=== Begin Enclosure ===
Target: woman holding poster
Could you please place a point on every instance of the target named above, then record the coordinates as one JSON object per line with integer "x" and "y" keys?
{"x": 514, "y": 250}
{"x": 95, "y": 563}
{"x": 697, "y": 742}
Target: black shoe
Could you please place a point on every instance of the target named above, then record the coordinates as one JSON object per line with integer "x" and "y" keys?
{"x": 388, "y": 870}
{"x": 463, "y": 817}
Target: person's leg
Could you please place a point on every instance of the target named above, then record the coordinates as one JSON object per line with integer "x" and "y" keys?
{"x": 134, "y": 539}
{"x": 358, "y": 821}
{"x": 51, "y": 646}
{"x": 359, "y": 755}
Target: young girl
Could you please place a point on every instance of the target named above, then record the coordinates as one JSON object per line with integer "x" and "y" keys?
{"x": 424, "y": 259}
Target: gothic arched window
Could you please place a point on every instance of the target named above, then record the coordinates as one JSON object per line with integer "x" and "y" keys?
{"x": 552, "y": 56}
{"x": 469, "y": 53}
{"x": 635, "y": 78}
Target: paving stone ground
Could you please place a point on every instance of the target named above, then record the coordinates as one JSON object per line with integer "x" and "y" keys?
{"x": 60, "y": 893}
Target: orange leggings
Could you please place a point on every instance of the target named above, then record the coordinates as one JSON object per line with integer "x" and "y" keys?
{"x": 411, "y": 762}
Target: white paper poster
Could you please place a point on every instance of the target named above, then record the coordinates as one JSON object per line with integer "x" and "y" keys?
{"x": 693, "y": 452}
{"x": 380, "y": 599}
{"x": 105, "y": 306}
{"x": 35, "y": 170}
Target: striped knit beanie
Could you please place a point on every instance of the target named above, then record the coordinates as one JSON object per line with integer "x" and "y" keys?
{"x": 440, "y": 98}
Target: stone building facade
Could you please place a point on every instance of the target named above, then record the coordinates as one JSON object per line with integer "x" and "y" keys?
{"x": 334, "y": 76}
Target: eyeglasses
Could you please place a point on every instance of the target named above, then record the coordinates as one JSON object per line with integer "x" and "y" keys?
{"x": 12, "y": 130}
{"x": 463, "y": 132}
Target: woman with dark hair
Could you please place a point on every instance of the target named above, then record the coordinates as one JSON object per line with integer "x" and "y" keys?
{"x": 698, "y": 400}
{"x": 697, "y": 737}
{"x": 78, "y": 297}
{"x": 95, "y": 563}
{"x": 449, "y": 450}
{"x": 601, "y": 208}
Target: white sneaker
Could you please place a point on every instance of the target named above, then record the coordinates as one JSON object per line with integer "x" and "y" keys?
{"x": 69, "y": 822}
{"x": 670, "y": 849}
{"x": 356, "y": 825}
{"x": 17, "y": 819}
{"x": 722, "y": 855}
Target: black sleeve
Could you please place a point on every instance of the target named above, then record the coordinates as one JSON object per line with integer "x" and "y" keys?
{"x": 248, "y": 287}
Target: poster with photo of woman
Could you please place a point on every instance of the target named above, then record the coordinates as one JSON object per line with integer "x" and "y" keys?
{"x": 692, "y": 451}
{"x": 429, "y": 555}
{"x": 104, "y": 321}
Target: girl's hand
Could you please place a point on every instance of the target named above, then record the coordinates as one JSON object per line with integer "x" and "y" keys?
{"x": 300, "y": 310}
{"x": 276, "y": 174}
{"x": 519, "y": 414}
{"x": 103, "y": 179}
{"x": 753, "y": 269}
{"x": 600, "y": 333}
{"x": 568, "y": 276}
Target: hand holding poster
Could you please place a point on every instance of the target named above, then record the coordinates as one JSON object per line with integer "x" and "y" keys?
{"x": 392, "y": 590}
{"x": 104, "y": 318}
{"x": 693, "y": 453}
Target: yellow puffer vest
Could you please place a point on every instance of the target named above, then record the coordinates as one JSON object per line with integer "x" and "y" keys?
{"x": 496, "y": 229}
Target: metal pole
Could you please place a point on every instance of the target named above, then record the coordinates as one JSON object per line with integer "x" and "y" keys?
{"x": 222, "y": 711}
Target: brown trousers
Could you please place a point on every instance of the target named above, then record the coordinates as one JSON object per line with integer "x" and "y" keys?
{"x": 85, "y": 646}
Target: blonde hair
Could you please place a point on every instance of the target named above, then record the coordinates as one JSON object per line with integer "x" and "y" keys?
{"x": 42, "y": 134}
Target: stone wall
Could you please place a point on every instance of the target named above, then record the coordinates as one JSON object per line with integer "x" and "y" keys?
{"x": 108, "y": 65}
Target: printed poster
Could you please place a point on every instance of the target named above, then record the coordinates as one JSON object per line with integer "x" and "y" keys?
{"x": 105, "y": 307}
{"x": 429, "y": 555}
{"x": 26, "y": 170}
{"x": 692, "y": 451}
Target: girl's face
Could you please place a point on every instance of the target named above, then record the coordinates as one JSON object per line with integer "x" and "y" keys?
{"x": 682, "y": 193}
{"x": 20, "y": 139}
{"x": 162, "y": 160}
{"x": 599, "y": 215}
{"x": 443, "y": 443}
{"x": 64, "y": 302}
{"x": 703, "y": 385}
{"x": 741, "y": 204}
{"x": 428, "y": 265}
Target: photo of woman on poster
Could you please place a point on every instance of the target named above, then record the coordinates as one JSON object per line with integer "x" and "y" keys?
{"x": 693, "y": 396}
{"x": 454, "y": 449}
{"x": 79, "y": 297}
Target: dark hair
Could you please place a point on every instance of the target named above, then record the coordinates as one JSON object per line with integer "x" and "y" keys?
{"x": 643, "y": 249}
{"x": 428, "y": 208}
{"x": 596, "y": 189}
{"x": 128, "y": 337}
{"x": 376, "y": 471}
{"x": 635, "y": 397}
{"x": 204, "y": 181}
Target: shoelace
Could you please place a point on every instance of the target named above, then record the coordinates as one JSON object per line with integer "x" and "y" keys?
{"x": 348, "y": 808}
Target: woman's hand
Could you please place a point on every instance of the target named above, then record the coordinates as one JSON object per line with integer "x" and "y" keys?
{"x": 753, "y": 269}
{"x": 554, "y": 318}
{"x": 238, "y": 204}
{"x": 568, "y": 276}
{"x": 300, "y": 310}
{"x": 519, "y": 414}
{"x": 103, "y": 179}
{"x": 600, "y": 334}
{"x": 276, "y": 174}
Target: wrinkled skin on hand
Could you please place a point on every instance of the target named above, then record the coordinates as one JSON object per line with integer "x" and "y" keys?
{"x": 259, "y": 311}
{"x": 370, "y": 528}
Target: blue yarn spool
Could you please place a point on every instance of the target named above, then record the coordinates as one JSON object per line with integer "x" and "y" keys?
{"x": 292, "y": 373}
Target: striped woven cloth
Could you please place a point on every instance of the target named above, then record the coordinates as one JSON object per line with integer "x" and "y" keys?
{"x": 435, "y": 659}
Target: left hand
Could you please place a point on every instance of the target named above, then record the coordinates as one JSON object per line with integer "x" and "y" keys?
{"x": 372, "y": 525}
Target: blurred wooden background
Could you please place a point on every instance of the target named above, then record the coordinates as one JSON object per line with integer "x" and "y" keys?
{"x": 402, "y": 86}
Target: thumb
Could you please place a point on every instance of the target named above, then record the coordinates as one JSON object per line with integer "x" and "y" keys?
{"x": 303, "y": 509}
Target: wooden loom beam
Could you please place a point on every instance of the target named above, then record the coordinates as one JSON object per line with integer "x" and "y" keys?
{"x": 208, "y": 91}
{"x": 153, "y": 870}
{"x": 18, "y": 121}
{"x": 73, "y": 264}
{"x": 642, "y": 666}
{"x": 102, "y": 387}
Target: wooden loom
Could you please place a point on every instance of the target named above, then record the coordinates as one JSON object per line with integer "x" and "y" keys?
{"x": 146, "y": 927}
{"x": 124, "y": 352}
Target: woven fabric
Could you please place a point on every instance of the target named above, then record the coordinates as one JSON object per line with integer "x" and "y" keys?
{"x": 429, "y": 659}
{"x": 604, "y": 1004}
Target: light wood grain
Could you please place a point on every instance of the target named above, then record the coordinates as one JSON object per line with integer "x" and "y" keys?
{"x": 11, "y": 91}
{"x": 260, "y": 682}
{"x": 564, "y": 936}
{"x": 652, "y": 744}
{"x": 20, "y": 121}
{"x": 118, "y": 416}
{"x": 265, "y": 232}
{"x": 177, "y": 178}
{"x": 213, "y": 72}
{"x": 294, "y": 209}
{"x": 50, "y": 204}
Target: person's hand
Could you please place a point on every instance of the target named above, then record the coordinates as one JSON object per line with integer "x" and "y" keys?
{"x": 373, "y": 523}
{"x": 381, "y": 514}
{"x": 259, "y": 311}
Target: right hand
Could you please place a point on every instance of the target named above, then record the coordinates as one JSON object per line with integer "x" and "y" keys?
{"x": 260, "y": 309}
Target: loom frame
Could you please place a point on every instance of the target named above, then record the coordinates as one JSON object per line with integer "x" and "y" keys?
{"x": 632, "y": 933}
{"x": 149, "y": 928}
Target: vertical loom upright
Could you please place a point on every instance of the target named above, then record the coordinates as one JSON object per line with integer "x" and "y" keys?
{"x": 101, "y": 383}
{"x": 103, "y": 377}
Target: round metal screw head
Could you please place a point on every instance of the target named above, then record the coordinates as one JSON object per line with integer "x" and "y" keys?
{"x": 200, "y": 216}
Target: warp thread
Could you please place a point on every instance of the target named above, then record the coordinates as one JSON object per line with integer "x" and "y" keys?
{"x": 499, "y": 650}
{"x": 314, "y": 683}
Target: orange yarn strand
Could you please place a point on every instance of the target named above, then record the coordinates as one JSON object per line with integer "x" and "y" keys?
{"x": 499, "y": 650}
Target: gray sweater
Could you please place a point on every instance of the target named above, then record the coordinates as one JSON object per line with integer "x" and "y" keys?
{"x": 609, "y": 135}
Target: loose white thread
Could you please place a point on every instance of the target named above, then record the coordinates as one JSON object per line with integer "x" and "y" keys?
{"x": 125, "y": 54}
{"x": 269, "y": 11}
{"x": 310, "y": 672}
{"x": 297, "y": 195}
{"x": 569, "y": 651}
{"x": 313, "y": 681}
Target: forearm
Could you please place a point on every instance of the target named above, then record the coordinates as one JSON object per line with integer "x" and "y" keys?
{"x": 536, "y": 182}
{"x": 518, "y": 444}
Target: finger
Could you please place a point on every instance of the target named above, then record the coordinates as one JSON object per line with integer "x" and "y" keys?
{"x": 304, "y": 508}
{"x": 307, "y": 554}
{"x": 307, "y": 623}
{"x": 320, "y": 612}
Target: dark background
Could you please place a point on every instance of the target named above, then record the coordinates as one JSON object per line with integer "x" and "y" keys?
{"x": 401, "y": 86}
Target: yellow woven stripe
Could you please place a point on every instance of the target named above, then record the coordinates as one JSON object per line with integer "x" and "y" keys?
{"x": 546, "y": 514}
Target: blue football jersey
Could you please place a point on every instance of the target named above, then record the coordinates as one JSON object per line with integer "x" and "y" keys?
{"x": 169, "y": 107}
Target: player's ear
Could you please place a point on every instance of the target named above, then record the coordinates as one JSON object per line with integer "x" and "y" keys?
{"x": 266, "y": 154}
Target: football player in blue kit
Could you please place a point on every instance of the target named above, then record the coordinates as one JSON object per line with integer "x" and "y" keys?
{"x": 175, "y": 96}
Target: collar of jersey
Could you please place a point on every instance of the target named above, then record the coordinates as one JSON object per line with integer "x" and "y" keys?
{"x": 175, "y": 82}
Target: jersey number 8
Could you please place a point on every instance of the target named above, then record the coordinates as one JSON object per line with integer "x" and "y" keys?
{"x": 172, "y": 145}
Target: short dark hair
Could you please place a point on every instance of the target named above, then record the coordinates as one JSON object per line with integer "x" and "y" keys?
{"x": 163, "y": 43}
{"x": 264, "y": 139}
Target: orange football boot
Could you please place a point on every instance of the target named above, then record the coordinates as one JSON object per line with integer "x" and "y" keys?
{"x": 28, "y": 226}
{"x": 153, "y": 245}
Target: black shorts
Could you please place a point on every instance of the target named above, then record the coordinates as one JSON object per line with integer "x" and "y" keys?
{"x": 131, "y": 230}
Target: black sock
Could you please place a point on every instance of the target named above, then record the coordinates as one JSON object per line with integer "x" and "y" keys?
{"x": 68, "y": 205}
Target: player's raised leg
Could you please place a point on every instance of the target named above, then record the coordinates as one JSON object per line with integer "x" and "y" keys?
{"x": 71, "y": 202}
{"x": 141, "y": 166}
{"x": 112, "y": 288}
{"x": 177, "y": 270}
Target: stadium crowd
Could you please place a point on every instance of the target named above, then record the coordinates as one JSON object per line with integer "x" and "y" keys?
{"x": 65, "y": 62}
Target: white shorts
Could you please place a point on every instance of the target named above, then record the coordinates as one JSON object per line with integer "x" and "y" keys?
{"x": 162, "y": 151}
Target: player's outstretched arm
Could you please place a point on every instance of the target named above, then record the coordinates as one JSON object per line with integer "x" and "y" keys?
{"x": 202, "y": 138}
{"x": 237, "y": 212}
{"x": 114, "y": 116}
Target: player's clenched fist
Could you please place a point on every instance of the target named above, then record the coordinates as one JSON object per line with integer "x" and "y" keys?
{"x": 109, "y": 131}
=== End Enclosure ===
Take the records above and return, word for word, only the lines that fall from the line with "Target: girl's hand" to the line with "Target: yellow puffer vest", both of them included.

TASK RESPONSE
Target: girl's hand
Could you please place a point on every instance of the target named above, then record the coordinates as one JSON object per line with integer "x" and "y" keys?
{"x": 300, "y": 310}
{"x": 276, "y": 174}
{"x": 519, "y": 414}
{"x": 103, "y": 179}
{"x": 753, "y": 269}
{"x": 600, "y": 333}
{"x": 568, "y": 276}
Target: hand holding poster
Could you please place a point on every instance of the target named above, then record the coordinates as one JSON object per line with integer "x" and "y" keys?
{"x": 392, "y": 590}
{"x": 104, "y": 318}
{"x": 693, "y": 453}
Target: yellow puffer vest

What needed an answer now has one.